Extracted records:
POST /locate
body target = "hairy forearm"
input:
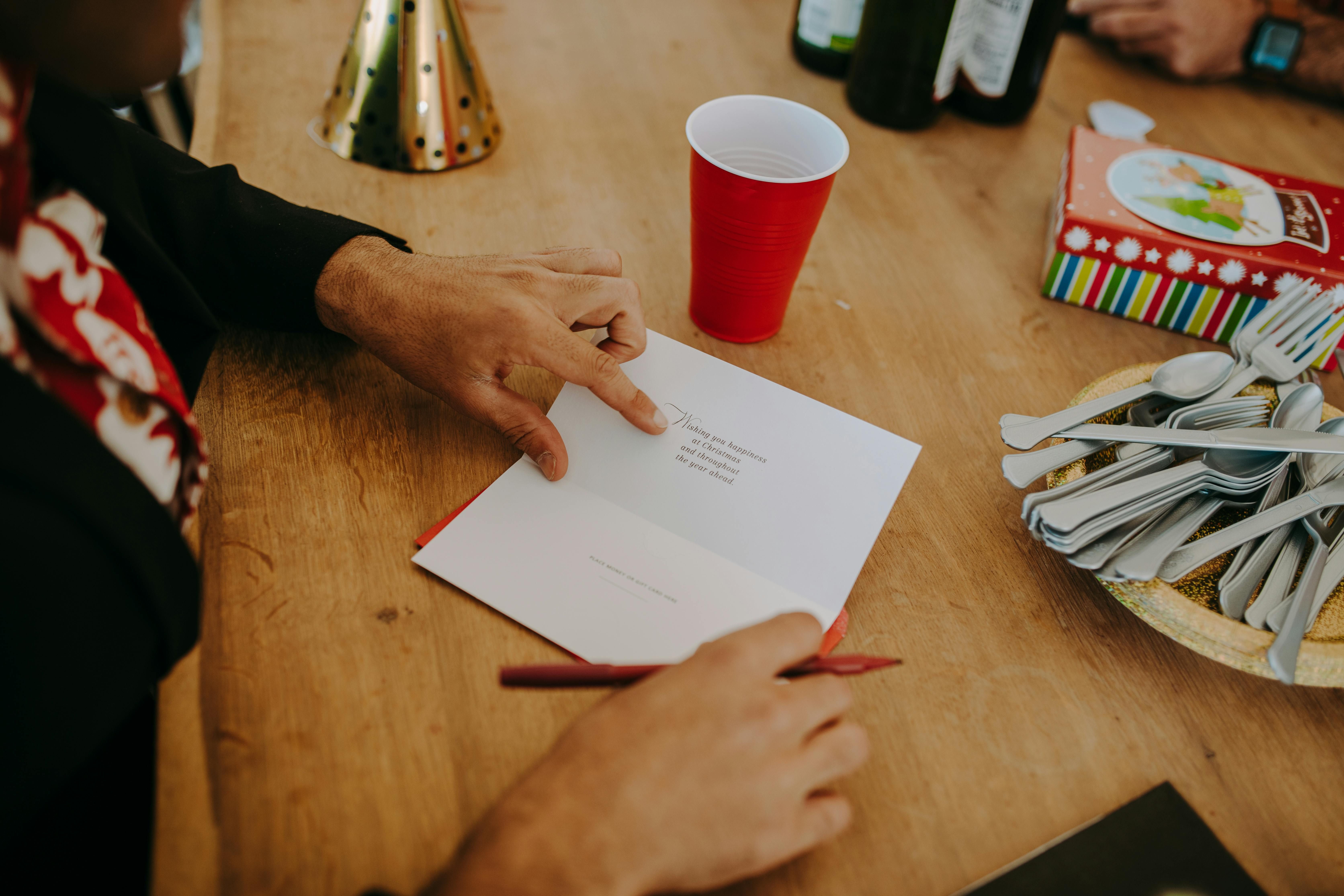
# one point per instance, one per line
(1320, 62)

--

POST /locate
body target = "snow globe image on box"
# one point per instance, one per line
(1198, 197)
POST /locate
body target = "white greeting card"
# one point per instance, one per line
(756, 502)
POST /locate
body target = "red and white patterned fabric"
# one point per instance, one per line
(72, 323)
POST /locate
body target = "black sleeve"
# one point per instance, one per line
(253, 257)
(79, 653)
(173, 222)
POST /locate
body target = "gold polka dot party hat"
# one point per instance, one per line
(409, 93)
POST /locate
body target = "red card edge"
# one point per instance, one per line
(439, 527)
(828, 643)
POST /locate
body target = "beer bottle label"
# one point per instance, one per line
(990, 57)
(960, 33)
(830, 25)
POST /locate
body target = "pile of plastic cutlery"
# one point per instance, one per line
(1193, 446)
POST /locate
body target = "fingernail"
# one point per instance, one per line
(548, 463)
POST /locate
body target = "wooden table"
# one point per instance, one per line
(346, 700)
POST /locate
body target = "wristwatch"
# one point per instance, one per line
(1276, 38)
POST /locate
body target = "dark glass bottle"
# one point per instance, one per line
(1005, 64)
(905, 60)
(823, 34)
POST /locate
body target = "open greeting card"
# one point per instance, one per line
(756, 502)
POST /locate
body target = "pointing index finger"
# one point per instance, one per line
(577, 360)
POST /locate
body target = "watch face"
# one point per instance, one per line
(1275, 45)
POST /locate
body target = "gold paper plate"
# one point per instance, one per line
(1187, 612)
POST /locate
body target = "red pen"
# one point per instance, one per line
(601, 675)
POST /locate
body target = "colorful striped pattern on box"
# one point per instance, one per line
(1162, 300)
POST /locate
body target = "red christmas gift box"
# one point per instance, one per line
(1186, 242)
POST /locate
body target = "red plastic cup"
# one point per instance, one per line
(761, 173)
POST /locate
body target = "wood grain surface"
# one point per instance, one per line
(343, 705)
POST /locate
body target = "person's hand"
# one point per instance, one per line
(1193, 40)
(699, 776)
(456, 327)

---

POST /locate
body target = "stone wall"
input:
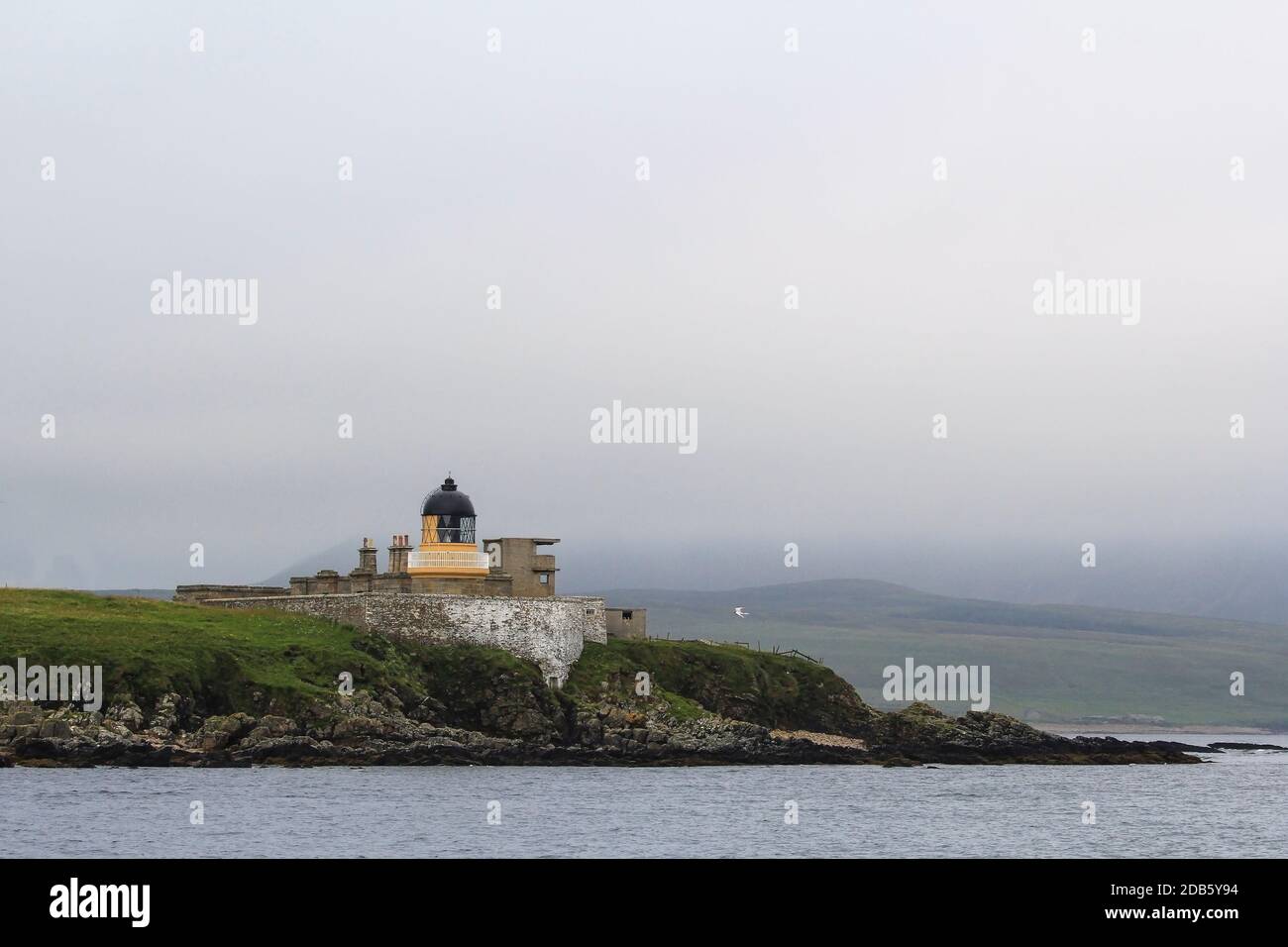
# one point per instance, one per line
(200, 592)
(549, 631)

Problem requirements → Check each line of the data above for the word "bottle" and say how many lines have it. Give the number alone.

Written solution → 2